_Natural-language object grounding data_
[Start of Attachment]
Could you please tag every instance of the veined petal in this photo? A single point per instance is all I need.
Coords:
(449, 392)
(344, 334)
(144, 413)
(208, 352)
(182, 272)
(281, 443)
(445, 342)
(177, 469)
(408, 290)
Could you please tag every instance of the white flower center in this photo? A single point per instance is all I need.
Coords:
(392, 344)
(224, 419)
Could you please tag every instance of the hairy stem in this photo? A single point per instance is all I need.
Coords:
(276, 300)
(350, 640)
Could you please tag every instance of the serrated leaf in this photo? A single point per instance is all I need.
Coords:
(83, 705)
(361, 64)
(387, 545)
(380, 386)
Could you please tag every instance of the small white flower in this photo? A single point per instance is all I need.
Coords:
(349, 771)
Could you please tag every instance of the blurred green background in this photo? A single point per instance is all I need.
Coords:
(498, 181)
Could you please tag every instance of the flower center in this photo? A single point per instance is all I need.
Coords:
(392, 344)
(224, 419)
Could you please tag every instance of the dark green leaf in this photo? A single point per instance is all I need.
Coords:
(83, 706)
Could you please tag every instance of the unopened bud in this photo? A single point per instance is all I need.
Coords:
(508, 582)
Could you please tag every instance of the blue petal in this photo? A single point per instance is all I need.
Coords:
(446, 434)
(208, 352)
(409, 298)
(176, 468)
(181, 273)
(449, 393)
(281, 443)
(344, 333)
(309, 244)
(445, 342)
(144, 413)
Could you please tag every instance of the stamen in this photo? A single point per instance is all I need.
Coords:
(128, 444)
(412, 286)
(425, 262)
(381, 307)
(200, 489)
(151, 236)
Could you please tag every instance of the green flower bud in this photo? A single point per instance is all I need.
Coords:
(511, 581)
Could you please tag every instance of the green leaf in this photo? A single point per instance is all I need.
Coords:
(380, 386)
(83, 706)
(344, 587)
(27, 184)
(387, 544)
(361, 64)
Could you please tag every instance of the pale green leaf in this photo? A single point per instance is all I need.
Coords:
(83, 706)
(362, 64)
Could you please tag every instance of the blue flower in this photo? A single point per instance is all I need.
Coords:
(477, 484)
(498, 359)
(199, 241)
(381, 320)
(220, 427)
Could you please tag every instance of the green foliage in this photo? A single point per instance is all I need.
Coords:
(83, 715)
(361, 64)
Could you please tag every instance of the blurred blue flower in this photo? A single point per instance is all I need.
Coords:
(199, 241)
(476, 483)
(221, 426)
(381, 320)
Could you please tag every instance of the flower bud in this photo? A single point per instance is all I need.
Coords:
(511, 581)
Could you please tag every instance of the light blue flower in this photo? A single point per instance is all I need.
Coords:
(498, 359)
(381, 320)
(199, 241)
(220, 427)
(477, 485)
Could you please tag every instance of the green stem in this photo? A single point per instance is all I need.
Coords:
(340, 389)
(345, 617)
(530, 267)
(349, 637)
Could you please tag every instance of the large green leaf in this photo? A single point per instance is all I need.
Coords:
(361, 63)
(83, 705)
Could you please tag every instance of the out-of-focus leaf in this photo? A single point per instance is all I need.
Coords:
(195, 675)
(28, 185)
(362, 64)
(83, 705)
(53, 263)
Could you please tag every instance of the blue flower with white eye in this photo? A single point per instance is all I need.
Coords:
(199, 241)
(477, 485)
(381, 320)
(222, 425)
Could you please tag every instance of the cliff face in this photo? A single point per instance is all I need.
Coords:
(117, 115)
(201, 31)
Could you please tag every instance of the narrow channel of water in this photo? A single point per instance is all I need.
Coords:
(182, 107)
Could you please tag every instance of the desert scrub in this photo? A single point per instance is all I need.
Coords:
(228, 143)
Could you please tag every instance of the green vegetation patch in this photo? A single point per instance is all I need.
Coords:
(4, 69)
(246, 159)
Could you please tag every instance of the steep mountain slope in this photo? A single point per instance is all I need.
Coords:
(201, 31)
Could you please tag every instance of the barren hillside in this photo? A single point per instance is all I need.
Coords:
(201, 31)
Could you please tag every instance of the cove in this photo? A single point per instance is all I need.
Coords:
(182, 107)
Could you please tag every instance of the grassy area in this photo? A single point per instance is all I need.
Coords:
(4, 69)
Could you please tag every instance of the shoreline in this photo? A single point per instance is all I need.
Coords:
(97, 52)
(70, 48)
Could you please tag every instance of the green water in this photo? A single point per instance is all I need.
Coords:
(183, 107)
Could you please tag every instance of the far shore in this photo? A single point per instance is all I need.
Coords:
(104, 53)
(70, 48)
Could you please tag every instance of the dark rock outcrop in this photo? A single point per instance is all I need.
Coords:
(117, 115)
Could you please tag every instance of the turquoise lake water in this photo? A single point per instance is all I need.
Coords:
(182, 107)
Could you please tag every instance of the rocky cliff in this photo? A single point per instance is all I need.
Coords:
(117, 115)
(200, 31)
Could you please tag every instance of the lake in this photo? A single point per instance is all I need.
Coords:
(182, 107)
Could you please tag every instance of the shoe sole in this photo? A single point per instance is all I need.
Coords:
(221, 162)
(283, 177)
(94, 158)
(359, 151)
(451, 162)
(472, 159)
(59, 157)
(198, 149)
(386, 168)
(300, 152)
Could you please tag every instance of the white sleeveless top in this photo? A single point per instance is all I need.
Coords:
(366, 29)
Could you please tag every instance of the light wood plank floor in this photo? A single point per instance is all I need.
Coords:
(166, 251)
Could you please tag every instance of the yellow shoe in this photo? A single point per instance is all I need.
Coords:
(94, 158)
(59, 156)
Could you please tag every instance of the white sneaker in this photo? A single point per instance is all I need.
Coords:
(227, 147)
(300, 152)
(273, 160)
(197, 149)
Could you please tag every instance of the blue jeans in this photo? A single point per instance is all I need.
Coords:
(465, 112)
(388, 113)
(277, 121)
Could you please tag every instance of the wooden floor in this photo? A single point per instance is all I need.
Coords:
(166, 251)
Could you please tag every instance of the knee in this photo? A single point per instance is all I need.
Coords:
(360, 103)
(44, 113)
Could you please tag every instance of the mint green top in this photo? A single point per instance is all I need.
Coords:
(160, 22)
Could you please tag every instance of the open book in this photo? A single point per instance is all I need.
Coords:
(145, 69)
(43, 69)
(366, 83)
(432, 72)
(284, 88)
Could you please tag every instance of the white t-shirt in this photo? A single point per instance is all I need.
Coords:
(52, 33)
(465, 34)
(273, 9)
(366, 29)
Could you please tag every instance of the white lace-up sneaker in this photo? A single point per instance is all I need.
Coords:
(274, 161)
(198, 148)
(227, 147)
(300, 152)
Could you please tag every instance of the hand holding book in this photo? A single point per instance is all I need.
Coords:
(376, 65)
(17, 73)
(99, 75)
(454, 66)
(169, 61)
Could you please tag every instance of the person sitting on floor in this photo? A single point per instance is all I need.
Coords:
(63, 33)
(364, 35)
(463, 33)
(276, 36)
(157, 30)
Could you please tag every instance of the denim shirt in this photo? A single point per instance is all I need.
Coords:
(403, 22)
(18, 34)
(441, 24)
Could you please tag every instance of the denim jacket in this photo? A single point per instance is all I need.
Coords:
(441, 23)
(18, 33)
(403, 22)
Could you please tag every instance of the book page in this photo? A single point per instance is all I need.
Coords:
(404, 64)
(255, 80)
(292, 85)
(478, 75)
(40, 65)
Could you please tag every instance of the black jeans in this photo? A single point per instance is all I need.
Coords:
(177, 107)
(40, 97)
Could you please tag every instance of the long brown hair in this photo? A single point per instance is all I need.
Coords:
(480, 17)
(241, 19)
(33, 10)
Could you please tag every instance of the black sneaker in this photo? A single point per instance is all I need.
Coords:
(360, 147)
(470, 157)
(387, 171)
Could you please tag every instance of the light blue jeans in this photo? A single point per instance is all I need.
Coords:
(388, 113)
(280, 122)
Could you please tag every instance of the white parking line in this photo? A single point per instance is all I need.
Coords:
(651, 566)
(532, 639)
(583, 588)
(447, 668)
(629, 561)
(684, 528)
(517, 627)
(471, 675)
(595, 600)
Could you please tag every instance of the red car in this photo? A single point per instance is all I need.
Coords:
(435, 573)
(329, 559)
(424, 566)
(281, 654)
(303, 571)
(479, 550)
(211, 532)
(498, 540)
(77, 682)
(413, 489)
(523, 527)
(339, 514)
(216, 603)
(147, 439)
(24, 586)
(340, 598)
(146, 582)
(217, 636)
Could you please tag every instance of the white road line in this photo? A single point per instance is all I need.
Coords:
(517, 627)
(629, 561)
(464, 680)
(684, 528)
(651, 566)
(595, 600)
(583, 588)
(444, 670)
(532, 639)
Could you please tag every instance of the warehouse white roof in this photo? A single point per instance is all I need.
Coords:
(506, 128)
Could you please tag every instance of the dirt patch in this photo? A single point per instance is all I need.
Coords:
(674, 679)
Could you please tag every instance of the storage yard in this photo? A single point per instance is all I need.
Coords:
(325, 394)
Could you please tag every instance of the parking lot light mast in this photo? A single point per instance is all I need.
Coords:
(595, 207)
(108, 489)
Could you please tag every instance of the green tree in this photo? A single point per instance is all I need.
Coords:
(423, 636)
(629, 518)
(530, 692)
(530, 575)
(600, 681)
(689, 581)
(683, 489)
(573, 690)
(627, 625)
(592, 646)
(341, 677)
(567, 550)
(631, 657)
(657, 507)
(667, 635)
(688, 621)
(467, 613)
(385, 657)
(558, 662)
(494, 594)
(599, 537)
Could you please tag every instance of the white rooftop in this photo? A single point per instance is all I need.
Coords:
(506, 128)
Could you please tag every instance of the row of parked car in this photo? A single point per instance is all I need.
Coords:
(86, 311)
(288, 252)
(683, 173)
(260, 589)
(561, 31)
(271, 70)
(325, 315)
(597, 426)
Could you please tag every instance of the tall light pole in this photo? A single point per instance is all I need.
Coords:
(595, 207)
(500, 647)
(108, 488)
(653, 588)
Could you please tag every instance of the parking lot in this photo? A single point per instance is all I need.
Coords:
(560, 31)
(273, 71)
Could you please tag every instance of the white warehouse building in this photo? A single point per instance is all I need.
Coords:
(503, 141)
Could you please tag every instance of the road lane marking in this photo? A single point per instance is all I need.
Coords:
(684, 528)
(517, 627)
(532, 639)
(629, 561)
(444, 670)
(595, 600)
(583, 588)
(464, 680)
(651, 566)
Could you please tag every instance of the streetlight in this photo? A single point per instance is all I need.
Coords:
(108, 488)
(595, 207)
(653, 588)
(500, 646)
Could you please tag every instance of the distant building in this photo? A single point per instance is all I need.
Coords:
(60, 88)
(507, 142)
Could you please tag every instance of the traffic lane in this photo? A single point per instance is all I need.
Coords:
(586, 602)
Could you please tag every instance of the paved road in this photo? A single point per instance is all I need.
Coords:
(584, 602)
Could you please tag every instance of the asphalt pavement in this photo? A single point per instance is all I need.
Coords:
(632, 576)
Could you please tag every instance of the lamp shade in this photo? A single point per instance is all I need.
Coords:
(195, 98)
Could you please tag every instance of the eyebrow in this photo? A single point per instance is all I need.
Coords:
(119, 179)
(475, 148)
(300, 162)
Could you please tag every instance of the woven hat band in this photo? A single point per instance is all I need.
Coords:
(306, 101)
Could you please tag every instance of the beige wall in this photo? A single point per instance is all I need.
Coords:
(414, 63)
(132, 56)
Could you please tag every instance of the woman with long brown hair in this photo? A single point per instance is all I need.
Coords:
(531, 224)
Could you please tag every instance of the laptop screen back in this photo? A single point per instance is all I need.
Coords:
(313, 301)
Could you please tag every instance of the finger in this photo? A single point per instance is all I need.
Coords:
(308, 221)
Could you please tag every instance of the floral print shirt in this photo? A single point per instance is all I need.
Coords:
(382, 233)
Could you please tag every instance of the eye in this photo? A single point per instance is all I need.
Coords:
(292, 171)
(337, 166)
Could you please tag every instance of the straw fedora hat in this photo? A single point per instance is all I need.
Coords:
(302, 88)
[End of Attachment]
Starting with the first line of the entries and ending with the line that has "Could you please tag every instance of the blue petal", copy each line exactly and add nothing.

Could you please tag every instance of the veined petal in this photo? A single point per instance is all I need.
Coords:
(449, 392)
(344, 334)
(144, 413)
(208, 352)
(182, 272)
(281, 443)
(445, 342)
(177, 469)
(408, 290)
Could you please tag every instance of the white flower center in this photo? A single point per instance is all I need.
Coords:
(392, 344)
(224, 419)
Could you please tag every instance of the hairy stem in this photo? A single point per instance is all I need.
Coords:
(276, 300)
(350, 640)
Could you please tag every instance of the serrated leaf in this photo? A single point per instance is all I need.
Coords:
(83, 705)
(361, 64)
(387, 545)
(380, 386)
Could you please tag every instance of the small white flower in this photo? A single point per instance is all I need.
Coords:
(349, 771)
Could you please tag every instance of the blurred green background in this photo? A single point per instance is all I need.
Coords:
(498, 181)
Could you please tag every instance of the flower center in this photo? A single point per instance is all I need.
Coords:
(392, 344)
(224, 419)
Could you please tag every instance of the dark green leaf in this photo? A single point per instance is all I need.
Coords:
(83, 706)
Could you please tag every instance of the unopened bud in this photo? A single point per instance is all I need.
Coords:
(508, 582)
Could you please tag every instance of the blue petal in this photo? A single point per instance is all I need.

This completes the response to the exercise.